### PROMPT
Return exactly the lines of the records below, starting at the line that contains "Each instance of the green lawn" and ending at the line that contains "Each instance of the shaded", with both of those lines kept.

※ ※ ※

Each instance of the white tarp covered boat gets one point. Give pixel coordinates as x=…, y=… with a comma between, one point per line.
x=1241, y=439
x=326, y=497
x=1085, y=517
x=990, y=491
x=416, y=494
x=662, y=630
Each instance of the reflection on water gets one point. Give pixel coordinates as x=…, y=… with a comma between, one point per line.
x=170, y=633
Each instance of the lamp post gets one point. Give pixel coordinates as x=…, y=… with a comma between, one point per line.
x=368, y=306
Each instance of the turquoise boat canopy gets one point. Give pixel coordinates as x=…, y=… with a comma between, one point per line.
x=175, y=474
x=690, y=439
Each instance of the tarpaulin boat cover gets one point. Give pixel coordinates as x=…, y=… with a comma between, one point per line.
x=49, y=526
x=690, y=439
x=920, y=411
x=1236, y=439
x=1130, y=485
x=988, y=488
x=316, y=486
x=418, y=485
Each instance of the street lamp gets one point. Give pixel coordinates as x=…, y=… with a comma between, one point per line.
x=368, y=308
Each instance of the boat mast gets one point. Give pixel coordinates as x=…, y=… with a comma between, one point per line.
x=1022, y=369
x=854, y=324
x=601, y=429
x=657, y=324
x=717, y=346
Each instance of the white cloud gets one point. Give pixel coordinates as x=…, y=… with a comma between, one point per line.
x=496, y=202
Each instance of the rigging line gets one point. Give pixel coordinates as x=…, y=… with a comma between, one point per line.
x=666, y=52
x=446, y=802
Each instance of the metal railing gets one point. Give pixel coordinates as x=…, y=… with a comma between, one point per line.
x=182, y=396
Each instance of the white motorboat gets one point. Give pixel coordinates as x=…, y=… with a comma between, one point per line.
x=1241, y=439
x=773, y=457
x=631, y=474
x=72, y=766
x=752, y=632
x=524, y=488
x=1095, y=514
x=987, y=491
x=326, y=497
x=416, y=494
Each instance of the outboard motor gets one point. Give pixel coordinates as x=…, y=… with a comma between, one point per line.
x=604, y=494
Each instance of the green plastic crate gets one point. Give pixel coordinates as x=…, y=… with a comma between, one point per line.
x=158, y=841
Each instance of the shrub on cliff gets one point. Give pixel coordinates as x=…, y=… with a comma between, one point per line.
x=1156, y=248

※ ※ ※

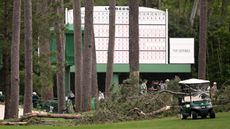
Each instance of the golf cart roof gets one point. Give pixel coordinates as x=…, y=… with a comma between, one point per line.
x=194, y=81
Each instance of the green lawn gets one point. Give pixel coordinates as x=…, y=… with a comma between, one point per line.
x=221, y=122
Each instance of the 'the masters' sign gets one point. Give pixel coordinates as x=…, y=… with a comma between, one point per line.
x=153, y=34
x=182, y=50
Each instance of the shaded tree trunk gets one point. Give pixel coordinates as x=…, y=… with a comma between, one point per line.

※ ※ ※

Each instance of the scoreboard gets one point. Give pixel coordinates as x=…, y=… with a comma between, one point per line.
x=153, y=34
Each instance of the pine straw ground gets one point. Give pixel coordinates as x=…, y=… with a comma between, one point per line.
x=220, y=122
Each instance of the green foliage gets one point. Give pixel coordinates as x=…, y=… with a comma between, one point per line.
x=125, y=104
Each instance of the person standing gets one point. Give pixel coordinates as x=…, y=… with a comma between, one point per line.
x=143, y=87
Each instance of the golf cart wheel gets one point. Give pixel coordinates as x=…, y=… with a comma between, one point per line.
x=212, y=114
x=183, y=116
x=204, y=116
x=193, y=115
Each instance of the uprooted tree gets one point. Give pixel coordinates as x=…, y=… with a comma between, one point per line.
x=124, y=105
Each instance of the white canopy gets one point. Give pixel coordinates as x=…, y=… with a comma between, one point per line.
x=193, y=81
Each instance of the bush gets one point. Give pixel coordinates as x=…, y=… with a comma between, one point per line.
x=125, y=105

※ ※ ※

### RESPONSE
Each instance of the green lawn gets one point. Give pixel coordinates as x=…, y=… with a comma between, one point per line.
x=221, y=122
Each instance of the 'the masters' sign gets one point. Give pixel coordinates as x=…, y=… with a comma between, one point per line.
x=153, y=34
x=182, y=50
Each instance of the shaded tree trunk gets one point. Give pixel coordinates as x=…, y=… with a comma between, one point per line.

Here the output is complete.